Can you copy word for word everything in the shaving thread below, from "How do i go" down to "be done best."?
[Start GIVEN TEXT]
# Shaving



## jeff9nissan (Jan 9, 2004)

How do i go about shaving like the key holes and emblems? I want to get rid of the 200sx, the nissan, the SE, key holes. and the molding on the side of my car. IS it a pretty easy do it your self project or should i have it done at a body shop. If it is easy to do can someone give me a little help. I also want to mold on my bumpers and skirts when i get them. is that a bad idea or anything? and also how would that be done best.


----------



## Radioaktiv (Feb 12, 2004)

you can easily remove the "200sx" and "se" from the rear
but when you start talking about shaving and molding, this isnt something for a beginner
id take it to a shop or a friend who definitely knows what they're doing

you want to avoid the half primer ricer look


----------



## jeff9nissan (Jan 9, 2004)

you say taking off the 200sx and the se is easy. do you just like pry them off or what? and what about the nissan logo in the middle? and im going to have the half primer rice look anyway cuz i cant afford to paint and my insurance says i have to get these dents fixed within a month of the accident so ya...


----------



## Radioaktiv (Feb 12, 2004)
[End GIVEN TEXT]
[Start RECORD LIST]
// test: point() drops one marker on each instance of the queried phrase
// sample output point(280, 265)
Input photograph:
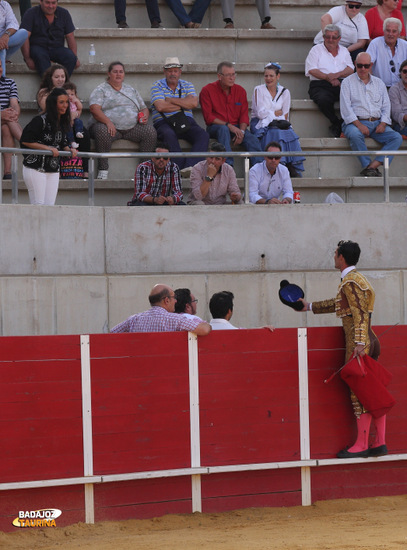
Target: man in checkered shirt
point(161, 317)
point(157, 181)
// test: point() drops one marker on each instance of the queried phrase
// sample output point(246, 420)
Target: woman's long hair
point(46, 81)
point(64, 121)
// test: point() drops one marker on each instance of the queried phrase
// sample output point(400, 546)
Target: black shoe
point(346, 454)
point(335, 130)
point(293, 172)
point(381, 450)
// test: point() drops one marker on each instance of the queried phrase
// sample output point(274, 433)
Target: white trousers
point(42, 186)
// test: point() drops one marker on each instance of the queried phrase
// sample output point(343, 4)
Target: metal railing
point(142, 156)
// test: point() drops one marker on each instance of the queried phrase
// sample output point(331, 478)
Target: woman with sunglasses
point(46, 131)
point(270, 113)
point(353, 24)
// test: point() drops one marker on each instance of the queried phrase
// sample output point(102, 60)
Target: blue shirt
point(384, 61)
point(263, 185)
point(362, 100)
point(160, 90)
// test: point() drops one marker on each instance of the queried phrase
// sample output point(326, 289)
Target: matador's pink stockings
point(362, 440)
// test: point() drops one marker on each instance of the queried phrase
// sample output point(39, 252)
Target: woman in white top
point(270, 113)
point(353, 25)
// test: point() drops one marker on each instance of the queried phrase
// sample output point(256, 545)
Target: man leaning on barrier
point(161, 317)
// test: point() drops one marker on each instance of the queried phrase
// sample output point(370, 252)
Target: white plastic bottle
point(92, 54)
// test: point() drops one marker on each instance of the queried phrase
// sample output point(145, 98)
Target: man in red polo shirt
point(226, 112)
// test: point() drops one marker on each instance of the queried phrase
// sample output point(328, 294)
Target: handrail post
point(91, 182)
point(14, 179)
point(246, 179)
point(386, 183)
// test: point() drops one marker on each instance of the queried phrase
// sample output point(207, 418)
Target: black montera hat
point(289, 295)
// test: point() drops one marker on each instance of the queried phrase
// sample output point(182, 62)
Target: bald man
point(161, 317)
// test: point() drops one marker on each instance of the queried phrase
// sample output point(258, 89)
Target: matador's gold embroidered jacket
point(355, 299)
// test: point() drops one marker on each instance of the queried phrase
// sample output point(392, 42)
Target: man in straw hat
point(171, 96)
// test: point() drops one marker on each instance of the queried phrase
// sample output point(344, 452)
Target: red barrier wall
point(249, 413)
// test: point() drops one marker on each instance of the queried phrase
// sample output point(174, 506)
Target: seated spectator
point(398, 101)
point(161, 316)
point(192, 20)
point(57, 76)
point(48, 26)
point(171, 98)
point(186, 303)
point(226, 112)
point(270, 113)
point(221, 308)
point(365, 108)
point(326, 65)
point(157, 181)
point(263, 7)
point(10, 111)
point(212, 180)
point(11, 36)
point(388, 52)
point(75, 107)
point(119, 112)
point(269, 181)
point(353, 25)
point(376, 16)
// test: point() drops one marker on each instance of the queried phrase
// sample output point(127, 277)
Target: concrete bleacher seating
point(143, 51)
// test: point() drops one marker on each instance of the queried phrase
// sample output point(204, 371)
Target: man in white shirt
point(365, 108)
point(388, 52)
point(269, 181)
point(326, 65)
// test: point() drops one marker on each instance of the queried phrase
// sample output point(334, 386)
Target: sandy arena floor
point(365, 524)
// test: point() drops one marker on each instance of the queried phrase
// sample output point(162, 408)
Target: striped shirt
point(8, 89)
point(157, 319)
point(148, 182)
point(7, 18)
point(160, 90)
point(360, 100)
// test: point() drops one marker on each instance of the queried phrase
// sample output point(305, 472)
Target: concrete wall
point(67, 269)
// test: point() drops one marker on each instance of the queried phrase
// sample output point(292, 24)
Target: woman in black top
point(46, 131)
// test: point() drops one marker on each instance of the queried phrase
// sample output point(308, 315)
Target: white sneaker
point(186, 172)
point(102, 175)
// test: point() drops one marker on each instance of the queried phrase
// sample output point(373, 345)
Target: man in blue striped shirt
point(171, 96)
point(365, 109)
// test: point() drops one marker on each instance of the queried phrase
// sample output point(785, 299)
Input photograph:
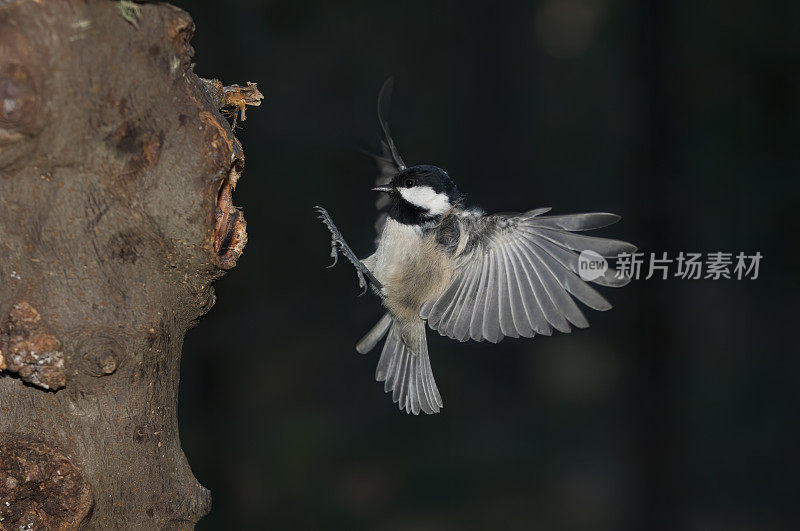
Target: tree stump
point(116, 173)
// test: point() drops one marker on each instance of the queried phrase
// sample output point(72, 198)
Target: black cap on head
point(426, 175)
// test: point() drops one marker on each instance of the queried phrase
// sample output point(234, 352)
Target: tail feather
point(406, 373)
point(372, 337)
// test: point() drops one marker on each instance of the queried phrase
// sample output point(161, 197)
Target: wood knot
point(29, 350)
point(19, 98)
point(100, 355)
point(40, 487)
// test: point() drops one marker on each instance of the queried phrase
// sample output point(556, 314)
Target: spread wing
point(389, 161)
point(516, 275)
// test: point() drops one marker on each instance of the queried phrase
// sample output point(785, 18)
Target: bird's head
point(420, 194)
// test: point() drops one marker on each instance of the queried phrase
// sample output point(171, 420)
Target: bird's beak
point(384, 188)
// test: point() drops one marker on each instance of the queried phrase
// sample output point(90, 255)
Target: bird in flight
point(467, 274)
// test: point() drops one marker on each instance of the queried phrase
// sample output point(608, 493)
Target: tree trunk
point(116, 172)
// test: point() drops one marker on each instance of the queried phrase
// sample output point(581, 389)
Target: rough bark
point(116, 172)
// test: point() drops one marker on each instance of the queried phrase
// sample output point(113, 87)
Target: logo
point(591, 265)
[End RECORD LIST]
REPLY:
How do i go about shaving like the key holes and emblems? I want to get rid of the 200sx, the nissan, the SE, key holes. and the molding on the side of my car. IS it a pretty easy do it your self project or should i have it done at a body shop. If it is easy to do can someone give me a little help. I also want to mold on my bumpers and skirts when i get them. is that a bad idea or anything? and also how would that be done best.